> ENTRIES SUPPLIED:

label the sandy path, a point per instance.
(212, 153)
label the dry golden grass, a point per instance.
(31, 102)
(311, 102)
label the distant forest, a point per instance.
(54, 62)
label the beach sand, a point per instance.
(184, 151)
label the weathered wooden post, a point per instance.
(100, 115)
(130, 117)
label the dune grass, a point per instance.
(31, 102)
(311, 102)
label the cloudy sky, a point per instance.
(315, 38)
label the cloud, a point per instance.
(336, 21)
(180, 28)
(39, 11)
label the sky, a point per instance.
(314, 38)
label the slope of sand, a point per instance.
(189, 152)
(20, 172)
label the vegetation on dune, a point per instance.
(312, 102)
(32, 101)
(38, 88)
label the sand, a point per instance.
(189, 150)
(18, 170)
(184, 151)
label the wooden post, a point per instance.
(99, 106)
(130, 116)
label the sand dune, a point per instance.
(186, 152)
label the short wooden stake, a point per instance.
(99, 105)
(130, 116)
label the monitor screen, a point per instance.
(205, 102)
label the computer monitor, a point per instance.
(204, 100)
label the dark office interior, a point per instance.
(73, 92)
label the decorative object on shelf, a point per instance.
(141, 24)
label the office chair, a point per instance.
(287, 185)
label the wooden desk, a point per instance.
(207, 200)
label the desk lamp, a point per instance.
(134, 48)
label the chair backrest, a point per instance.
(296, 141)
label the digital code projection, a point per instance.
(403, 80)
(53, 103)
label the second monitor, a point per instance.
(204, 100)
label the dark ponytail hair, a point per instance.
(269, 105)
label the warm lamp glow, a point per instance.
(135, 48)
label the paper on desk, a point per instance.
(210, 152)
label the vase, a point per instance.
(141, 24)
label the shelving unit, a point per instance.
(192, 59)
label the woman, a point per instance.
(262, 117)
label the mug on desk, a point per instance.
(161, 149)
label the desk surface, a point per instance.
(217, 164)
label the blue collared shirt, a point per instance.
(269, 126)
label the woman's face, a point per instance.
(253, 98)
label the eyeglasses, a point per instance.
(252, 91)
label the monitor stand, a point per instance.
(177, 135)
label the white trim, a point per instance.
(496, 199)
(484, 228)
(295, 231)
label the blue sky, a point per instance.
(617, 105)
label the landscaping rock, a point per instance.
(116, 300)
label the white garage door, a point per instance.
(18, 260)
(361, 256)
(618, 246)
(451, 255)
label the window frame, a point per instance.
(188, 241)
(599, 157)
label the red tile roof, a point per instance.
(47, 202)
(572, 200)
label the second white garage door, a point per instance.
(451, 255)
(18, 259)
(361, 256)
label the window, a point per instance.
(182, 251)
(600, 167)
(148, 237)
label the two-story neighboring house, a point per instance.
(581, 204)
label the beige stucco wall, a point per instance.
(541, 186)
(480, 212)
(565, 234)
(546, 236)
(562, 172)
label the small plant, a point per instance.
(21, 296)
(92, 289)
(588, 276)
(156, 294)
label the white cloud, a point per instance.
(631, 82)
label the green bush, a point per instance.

> PROBLEM DETAILS: Rewrite all of the entries above, replacing "a point per instance" with "one point for each instance" and leaving every other word and coordinate unchanged.

> RESULT BELOW:
label the sandy path, one point for each instance.
(212, 153)
label the dry golden grass, one point for each instance.
(31, 102)
(311, 102)
label the distant forest, one point for each instance.
(54, 62)
label the beach sand, one point for each instance.
(184, 151)
label the weathered wooden post, one point for each instance.
(100, 115)
(130, 117)
label the dune grass, one point for each instance.
(31, 102)
(311, 102)
label the cloudy sky, one point for each instance.
(315, 38)
label the cloud, one point for each instance.
(336, 21)
(180, 28)
(39, 11)
label the sky, one point for each instance.
(314, 38)
label the slope of sand, one point for each instance.
(189, 152)
(20, 172)
label the vegetation on dune, one point for each instance.
(312, 102)
(32, 101)
(38, 88)
label the sand, one point for each instance.
(189, 150)
(18, 170)
(184, 151)
label the wooden post, one point for each instance.
(99, 106)
(130, 116)
label the sand dune, one point for each instance.
(186, 152)
label the short wooden stake, one point for each instance.
(99, 105)
(130, 116)
label the monitor screen, one point for each instance.
(205, 102)
label the computer monitor, one point for each instance.
(204, 100)
label the dark office interior, one point for each instance.
(73, 92)
label the decorative object on shelf, one point for each instance.
(141, 24)
label the office chair, one point for each instance.
(287, 185)
label the wooden desk, one point for each instance.
(207, 200)
label the desk lamp, one point for each instance.
(134, 48)
label the chair backrest, one point for each instance.
(296, 141)
label the digital code projection, one point for each instance.
(403, 80)
(53, 103)
label the second monitor, one point for each instance.
(204, 100)
label the dark ponytail hair, one point for each instance.
(269, 105)
label the warm lamp glow, one point for each instance.
(135, 48)
label the paper on desk, one point for each instance.
(210, 152)
label the vase, one point for each instance.
(141, 24)
label the shelving unit, one point for each instance.
(192, 59)
label the woman, one point for each instance.
(262, 117)
label the mug on desk, one point for each instance.
(161, 149)
label the desk surface, one point for each instance.
(217, 164)
label the blue collared shirt, one point for each instance.
(269, 126)
label the woman's face, one point for each instance.
(253, 98)
label the eyeglasses, one point for each instance.
(252, 91)
label the monitor stand, one point for each instance.
(177, 135)
label the white trim, one point for each instance.
(496, 199)
(484, 228)
(295, 231)
label the blue sky, one point for each instance.
(617, 105)
label the landscaping rock, one point for each instance.
(116, 300)
label the white garage door, one point for each instance.
(18, 260)
(361, 256)
(618, 246)
(451, 255)
label the window frame, one point for each instance.
(188, 241)
(599, 157)
label the red tile roof, one point for each instance.
(47, 202)
(572, 200)
label the second white garage door, one point for each instance.
(451, 255)
(18, 259)
(361, 256)
label the window, one point for each instance.
(182, 251)
(600, 167)
(148, 237)
label the two-story neighboring house, one point for each instance.
(581, 204)
label the beige stucco wall, one point for each instance.
(541, 186)
(480, 212)
(565, 234)
(546, 236)
(562, 172)
label the small plant, one point for each instance.
(21, 296)
(92, 289)
(588, 276)
(156, 294)
label the white cloud, one point for each instance.
(631, 82)
label the green bush, one point for each instance.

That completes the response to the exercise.